- **TRECHO DO TEXTO**:
- - -

MACONHA E VIOLAÇÃO DE DOMICÍLIO

No Brasil, entre os tantos abusos cometidos pelas autoridades policiais, a invasão de domicílios sem as provas de que exista o tráfico de drogas e sem considerar que o uso de maconha ou outras drogas não é mais sancionado com a pena de prisão ocorre impunemente com a justificativa da fadada guerra às drogas. Saiba mais sobre o assunto na coluna semanal do advogado e ativista André Barros.

A intimidade, a vida privada, a honra e a imagem das pessoas consistem em direitos humanos invioláveis garantidos pela Constituição Federal. Da mesma forma, a casa é o asilo inviolável do indivíduo e ninguém pode nela entrar sem o consentimento do morador.

- - -

- **TAREFAS DO EXERCÍCIO**:
A: Como você resumiria em duas frases o texto sobre maconha e violação de domicílio?
B: De acordo com o texto sobre maconha e violação de domicílio, o que é o asilo inviolável do indivíduo?
C: Transcreva literalmente o trecho do texto sobre maconha e violação de domicílio que se inicia pelas palavras "No Brasil, entre" e se encerra em "ativista André Barros.".

Registros contidos em um conjunto de dados
- - -

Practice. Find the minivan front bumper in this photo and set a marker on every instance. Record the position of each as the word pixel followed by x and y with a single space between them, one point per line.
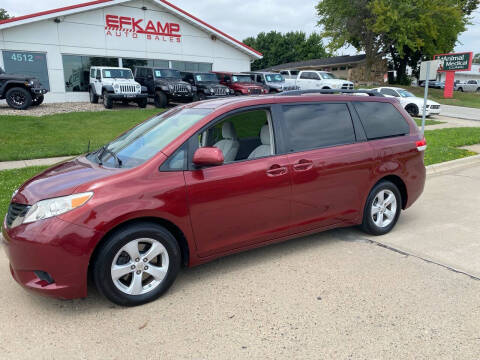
pixel 50 256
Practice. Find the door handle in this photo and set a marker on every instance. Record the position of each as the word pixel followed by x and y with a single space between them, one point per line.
pixel 303 165
pixel 276 170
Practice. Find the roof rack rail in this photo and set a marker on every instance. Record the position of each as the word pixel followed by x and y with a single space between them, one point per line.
pixel 330 91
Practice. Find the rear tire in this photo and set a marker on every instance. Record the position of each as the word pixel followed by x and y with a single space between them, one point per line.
pixel 160 100
pixel 18 98
pixel 137 264
pixel 107 101
pixel 412 109
pixel 382 210
pixel 38 100
pixel 93 97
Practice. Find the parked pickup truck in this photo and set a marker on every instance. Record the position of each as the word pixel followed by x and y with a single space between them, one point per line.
pixel 469 86
pixel 273 82
pixel 241 84
pixel 309 79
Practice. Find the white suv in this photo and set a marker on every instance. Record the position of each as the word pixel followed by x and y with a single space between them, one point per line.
pixel 115 84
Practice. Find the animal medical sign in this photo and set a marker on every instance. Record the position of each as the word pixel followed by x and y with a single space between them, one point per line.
pixel 455 62
pixel 130 27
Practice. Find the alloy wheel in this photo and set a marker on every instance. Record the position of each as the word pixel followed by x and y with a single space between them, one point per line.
pixel 140 266
pixel 384 208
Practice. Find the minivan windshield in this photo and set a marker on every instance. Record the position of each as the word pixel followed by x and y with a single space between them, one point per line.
pixel 274 78
pixel 117 74
pixel 144 141
pixel 167 73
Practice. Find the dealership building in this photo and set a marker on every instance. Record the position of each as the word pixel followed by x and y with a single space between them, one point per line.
pixel 59 46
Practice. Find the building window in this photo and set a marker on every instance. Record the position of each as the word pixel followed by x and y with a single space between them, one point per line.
pixel 191 66
pixel 27 63
pixel 131 63
pixel 76 70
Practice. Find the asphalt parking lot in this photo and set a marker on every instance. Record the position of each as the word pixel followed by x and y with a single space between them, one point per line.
pixel 333 295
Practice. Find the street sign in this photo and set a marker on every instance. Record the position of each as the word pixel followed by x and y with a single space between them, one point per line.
pixel 455 62
pixel 432 74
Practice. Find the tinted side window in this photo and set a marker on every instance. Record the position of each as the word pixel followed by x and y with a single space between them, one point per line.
pixel 381 120
pixel 312 126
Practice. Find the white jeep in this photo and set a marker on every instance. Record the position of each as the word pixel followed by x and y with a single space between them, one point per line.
pixel 115 84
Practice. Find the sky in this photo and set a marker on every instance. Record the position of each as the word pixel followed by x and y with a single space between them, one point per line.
pixel 244 18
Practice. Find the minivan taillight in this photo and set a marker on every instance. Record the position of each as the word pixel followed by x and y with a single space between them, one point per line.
pixel 422 145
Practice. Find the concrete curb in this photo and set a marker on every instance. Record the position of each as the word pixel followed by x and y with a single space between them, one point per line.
pixel 440 168
pixel 10 165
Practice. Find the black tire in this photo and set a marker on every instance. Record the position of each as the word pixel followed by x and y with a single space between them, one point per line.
pixel 142 103
pixel 412 109
pixel 18 98
pixel 93 97
pixel 160 100
pixel 38 100
pixel 107 101
pixel 368 224
pixel 102 265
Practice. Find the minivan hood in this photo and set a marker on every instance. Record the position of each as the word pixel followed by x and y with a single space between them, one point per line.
pixel 60 180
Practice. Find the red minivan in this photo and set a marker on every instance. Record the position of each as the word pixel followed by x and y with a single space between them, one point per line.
pixel 209 179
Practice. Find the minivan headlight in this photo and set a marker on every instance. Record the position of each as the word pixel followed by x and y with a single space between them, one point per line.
pixel 45 209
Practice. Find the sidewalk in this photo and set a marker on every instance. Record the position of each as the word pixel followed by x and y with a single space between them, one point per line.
pixel 461 112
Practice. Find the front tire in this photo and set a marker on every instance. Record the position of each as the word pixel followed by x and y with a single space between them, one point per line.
pixel 382 209
pixel 137 264
pixel 18 98
pixel 38 100
pixel 412 110
pixel 160 100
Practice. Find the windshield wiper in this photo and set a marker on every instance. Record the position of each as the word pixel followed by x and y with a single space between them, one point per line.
pixel 115 156
pixel 104 149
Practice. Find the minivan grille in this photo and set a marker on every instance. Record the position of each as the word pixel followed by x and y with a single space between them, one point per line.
pixel 221 91
pixel 180 88
pixel 347 86
pixel 127 88
pixel 15 211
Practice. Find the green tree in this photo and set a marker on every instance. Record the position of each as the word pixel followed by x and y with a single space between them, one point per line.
pixel 412 30
pixel 3 14
pixel 348 22
pixel 278 48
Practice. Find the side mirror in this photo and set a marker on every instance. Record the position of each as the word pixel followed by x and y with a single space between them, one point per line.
pixel 208 156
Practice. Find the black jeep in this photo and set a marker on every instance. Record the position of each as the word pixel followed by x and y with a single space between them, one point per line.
pixel 207 85
pixel 20 91
pixel 164 85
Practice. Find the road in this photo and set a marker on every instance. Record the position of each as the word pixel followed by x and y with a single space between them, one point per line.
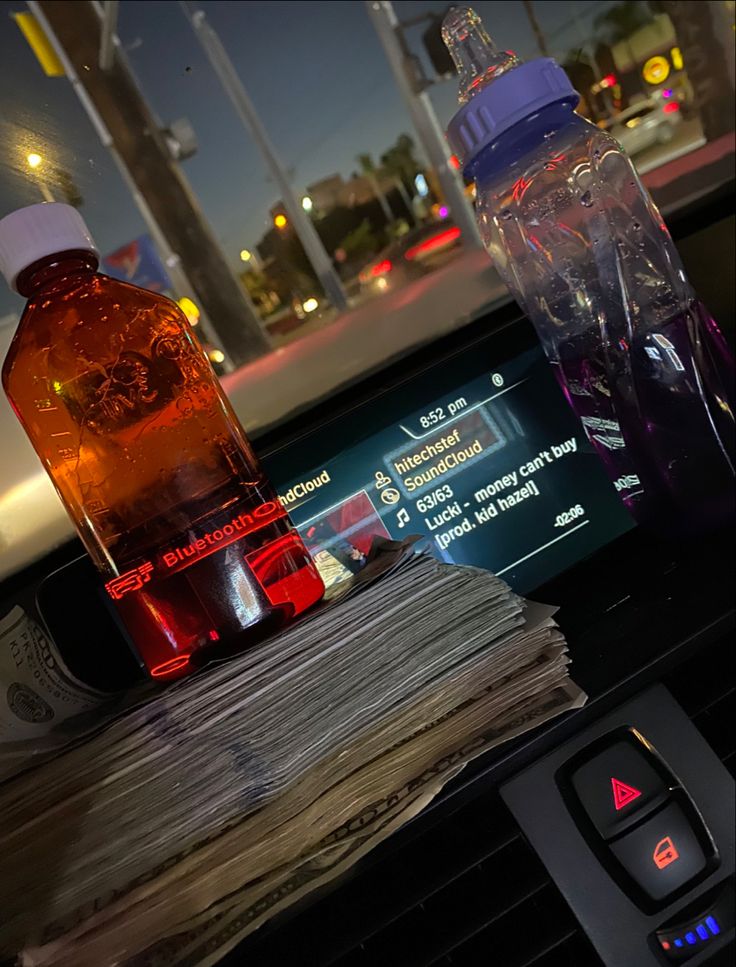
pixel 689 136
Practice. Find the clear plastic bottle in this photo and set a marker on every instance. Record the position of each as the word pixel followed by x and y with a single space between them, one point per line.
pixel 585 252
pixel 132 426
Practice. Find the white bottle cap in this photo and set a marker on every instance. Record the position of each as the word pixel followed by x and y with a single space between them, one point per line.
pixel 32 233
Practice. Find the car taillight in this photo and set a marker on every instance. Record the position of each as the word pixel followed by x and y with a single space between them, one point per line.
pixel 435 241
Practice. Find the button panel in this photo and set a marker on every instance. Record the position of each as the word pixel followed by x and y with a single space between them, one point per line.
pixel 637 818
pixel 661 854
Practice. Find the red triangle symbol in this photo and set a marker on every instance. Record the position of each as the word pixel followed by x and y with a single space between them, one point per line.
pixel 623 794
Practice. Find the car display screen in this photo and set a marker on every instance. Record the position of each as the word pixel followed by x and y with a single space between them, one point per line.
pixel 483 457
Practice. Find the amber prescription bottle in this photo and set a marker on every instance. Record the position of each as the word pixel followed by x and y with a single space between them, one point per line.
pixel 146 453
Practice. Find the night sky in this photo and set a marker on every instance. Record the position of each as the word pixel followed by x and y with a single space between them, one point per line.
pixel 315 71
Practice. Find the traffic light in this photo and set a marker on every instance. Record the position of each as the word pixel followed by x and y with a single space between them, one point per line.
pixel 435 47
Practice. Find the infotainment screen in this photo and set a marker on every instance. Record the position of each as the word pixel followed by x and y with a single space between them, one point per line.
pixel 479 452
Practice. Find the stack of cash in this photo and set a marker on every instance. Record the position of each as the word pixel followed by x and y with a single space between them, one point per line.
pixel 169 833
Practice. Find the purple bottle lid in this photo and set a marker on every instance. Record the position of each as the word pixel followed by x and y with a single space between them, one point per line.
pixel 516 95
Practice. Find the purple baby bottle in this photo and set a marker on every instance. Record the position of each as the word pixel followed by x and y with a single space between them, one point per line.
pixel 584 250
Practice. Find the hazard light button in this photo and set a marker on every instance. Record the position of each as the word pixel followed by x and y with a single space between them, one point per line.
pixel 618 786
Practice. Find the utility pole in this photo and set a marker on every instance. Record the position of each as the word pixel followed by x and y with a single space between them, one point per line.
pixel 531 16
pixel 120 113
pixel 386 23
pixel 234 88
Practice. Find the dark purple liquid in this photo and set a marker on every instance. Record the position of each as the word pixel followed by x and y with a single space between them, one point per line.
pixel 661 418
pixel 582 377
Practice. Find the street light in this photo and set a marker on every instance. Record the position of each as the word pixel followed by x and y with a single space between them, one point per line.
pixel 35 160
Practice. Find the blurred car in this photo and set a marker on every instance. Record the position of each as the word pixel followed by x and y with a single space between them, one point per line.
pixel 645 124
pixel 410 257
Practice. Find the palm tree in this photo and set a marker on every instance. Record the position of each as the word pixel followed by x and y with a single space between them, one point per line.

- - -

- **RESPOSTAS DAS TAREFAS**:
A: No Brasil, autoridades policiais invadem domicílios sem provas de tráfico e sem considerar que o uso de maconha ou outras drogas não é mais punido com prisão, e isso ocorre impunemente com a justificativa da guerra às drogas. A Constituição Federal garante como invioláveis a intimidade, a vida privada, a honra e a imagem das pessoas, assim como a casa, onde ninguém pode entrar sem o consentimento do morador.

B: A casa.

C:
No Brasil, entre os tantos abusos cometidos pelas autoridades policiais, a invasão de domicílios sem as provas de que exista o tráfico de drogas e sem considerar que o uso de maconha ou outras drogas não é mais sancionado com a pena de prisão ocorre impunemente com a justificativa da fadada guerra às drogas. Saiba mais sobre o assunto na coluna semanal do advogado e ativista André Barros.